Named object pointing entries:
..........

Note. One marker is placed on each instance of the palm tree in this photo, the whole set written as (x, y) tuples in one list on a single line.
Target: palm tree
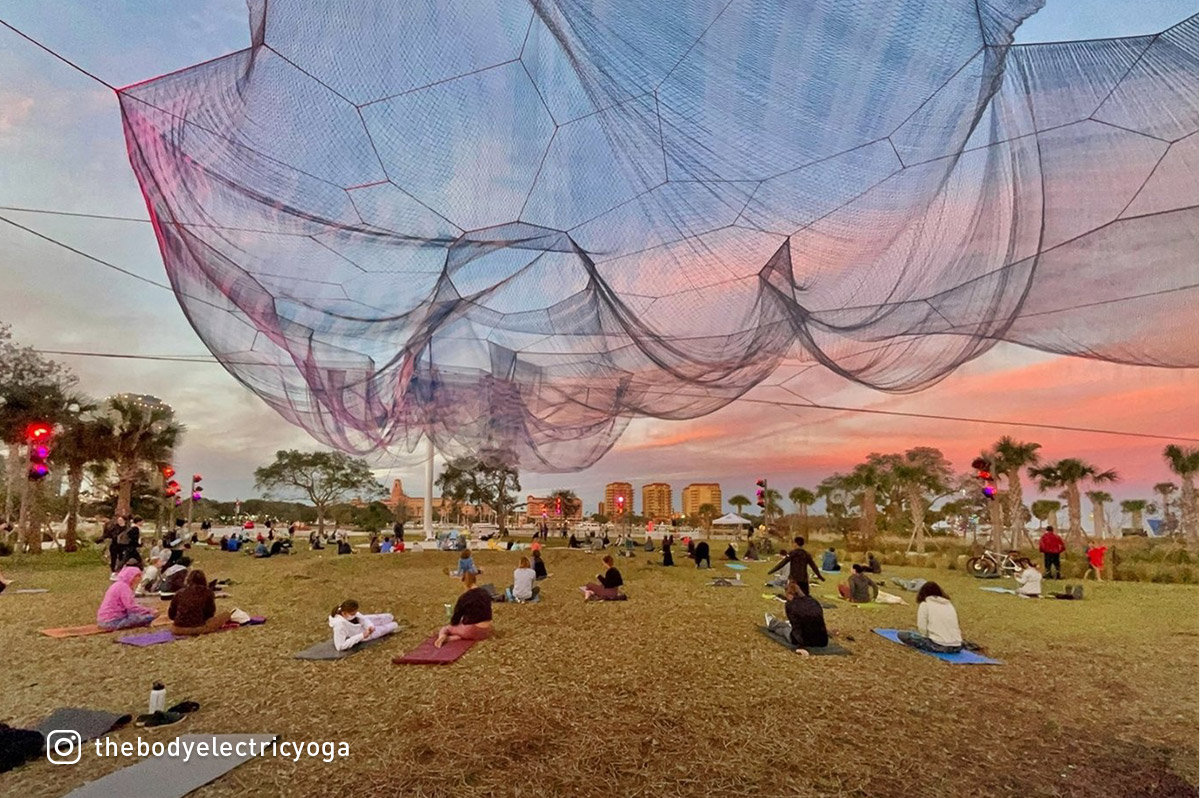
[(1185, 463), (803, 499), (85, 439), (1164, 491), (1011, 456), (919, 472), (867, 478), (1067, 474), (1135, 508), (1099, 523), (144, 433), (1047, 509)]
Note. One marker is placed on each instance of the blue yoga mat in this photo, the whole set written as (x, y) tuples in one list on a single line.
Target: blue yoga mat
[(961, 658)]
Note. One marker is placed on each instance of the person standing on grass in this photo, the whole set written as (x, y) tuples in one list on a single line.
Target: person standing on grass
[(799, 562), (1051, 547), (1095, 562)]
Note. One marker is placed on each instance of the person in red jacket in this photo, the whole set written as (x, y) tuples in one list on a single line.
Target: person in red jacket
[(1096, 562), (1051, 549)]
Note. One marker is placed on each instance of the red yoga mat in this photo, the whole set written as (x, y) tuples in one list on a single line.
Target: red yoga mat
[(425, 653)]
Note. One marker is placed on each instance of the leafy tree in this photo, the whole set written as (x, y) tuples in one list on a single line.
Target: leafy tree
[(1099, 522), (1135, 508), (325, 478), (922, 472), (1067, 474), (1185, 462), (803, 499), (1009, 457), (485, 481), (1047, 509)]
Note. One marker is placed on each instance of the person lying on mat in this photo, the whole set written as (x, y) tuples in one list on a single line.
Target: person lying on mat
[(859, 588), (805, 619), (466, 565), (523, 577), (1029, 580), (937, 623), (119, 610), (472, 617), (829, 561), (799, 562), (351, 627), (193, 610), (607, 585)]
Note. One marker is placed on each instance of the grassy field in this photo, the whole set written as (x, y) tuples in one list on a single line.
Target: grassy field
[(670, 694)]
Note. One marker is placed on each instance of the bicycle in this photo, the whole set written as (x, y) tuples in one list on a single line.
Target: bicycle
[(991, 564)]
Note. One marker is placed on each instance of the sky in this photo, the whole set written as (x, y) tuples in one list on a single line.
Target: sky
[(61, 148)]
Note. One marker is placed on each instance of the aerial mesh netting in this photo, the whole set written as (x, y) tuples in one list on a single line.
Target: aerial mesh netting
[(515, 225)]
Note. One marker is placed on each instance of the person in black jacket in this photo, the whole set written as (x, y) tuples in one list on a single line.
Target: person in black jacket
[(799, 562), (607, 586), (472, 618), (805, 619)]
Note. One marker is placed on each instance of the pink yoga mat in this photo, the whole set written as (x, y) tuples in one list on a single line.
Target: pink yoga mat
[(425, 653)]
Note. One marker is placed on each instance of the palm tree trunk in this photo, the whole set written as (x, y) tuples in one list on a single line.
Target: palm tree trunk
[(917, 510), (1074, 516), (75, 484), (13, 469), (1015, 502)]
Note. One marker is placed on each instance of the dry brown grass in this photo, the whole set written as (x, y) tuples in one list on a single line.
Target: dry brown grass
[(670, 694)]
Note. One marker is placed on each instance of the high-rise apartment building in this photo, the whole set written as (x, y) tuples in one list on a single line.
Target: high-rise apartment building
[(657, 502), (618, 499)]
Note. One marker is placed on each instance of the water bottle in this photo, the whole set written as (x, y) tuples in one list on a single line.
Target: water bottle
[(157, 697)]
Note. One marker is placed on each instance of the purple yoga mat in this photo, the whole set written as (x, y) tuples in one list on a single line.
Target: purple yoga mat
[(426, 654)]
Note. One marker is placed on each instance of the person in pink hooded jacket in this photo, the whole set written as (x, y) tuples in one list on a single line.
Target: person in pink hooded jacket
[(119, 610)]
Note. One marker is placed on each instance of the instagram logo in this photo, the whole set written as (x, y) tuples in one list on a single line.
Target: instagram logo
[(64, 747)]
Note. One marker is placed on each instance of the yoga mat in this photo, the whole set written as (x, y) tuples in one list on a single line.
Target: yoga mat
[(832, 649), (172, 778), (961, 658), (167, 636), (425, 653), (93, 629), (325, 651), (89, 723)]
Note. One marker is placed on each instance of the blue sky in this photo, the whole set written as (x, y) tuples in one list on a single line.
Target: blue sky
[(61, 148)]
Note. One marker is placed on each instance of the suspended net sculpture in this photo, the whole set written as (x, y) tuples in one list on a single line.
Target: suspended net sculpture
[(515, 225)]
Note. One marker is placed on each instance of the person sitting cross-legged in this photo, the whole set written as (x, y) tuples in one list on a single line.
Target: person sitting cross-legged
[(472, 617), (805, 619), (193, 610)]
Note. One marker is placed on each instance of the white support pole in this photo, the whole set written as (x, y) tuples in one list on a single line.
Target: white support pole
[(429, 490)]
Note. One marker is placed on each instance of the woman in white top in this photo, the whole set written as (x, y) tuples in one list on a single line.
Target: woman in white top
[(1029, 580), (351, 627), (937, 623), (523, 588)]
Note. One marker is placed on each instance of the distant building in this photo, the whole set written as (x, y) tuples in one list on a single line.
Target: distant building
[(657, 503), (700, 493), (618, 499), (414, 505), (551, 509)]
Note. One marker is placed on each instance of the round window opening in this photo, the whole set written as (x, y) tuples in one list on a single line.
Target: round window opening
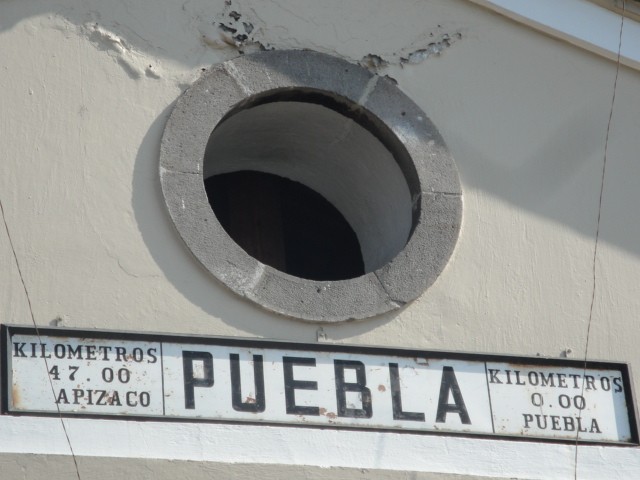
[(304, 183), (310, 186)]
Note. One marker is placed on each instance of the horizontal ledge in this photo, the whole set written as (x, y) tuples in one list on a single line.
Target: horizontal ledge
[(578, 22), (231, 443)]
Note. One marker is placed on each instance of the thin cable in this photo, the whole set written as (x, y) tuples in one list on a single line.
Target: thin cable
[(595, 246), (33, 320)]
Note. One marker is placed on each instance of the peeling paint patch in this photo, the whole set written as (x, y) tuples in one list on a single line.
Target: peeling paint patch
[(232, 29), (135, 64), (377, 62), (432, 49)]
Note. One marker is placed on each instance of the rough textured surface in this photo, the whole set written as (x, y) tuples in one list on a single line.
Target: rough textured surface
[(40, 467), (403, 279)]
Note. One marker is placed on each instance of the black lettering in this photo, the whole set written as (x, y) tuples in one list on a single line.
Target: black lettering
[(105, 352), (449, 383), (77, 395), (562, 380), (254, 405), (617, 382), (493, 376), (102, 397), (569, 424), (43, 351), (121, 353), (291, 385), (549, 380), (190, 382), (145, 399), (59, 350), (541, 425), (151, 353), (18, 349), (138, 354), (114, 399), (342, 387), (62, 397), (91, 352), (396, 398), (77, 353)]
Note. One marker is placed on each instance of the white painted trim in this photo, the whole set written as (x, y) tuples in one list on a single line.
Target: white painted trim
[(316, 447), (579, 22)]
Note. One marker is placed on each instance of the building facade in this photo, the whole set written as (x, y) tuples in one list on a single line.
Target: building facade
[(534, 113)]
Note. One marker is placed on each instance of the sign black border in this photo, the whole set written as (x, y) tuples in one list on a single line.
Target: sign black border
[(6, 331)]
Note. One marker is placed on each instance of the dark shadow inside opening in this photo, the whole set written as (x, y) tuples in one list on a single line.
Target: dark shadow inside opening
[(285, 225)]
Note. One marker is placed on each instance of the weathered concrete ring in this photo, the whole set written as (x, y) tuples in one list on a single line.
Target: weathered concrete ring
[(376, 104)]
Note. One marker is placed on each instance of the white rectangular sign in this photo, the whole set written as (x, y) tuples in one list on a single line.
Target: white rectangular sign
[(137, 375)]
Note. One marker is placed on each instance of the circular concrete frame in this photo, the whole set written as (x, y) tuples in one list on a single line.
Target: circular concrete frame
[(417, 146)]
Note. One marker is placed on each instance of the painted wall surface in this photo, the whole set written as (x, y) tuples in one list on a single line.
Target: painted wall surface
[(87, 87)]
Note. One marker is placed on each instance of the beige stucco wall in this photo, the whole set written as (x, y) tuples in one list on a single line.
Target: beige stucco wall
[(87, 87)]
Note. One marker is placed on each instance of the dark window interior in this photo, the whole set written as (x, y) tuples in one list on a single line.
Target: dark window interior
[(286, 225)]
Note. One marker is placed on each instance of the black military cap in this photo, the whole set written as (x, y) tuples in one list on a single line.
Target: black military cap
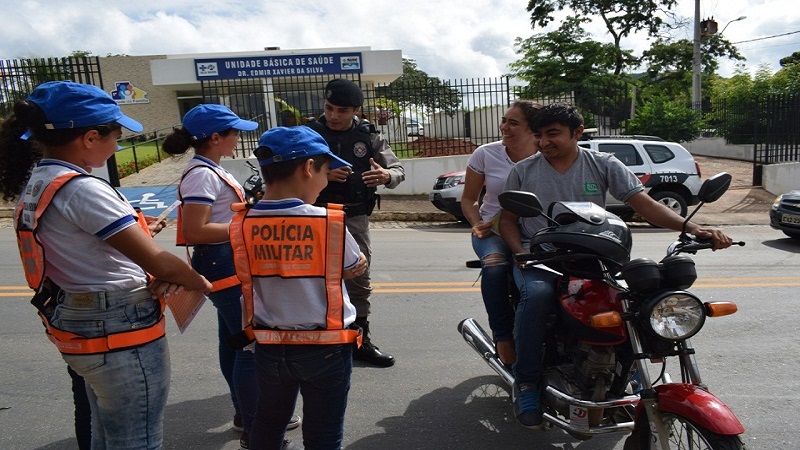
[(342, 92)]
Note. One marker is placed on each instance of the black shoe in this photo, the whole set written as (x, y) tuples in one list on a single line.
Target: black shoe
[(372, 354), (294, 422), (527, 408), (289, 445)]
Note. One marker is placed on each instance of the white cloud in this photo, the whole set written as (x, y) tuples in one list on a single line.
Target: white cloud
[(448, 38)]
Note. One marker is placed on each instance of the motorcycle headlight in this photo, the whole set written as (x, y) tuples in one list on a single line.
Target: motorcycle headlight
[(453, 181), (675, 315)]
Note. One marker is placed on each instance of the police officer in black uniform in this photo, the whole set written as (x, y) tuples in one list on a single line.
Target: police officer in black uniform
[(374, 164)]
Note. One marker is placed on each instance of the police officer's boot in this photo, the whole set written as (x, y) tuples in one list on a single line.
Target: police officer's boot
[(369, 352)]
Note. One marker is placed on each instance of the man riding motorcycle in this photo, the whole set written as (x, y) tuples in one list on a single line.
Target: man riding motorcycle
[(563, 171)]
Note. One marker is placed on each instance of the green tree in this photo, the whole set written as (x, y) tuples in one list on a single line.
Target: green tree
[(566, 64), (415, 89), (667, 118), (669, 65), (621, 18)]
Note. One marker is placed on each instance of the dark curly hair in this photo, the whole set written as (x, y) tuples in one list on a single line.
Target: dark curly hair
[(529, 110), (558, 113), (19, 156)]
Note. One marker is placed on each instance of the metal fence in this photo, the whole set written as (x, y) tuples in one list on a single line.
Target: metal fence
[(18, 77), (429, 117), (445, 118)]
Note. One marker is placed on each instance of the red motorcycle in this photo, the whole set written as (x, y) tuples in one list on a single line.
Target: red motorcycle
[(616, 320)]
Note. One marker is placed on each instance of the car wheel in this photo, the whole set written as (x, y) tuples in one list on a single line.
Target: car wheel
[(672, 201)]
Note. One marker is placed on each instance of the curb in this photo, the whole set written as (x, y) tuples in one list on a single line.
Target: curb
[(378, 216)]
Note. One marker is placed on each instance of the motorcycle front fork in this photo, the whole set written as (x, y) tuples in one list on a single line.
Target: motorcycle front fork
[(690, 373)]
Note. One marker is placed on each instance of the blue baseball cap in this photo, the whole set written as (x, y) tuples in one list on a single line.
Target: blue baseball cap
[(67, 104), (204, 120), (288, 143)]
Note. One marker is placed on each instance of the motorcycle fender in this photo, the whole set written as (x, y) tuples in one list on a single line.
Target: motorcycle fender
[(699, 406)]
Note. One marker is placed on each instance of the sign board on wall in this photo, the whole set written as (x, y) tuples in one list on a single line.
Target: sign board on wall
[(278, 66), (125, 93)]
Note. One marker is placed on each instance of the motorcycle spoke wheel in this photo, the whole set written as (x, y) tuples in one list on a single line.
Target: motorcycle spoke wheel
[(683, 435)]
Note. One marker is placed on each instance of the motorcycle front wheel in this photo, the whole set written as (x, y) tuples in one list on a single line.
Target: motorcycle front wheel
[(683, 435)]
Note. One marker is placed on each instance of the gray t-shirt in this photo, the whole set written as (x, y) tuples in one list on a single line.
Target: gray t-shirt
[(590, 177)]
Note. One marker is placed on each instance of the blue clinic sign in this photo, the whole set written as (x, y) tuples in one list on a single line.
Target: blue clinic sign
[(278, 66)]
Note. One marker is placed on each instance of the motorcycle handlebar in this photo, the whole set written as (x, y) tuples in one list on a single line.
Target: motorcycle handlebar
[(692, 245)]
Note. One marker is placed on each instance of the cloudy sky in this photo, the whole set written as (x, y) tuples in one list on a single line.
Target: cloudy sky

..........

The task: Rewrite everything from the top of the listing down to the line containing "[(961, 658)]" as a numbered list, both ends included and blank lines dropped. Leave the pictures out.

Exercise response:
1. Note. One marker is placed on each instance of the palm tree in this photo, the whole set written as (x, y) tuples in one list on a single line.
2. Target: palm tree
3. [(1185, 463), (803, 499), (85, 439), (1164, 491), (1011, 456), (919, 472), (867, 478), (1067, 474), (1135, 508), (1099, 523), (144, 433), (1047, 509)]
4. Note. One marker is placed on each instance of the blue yoga mat in this photo, the whole set written as (x, y) tuples in one list on a single line.
5. Target: blue yoga mat
6. [(961, 658)]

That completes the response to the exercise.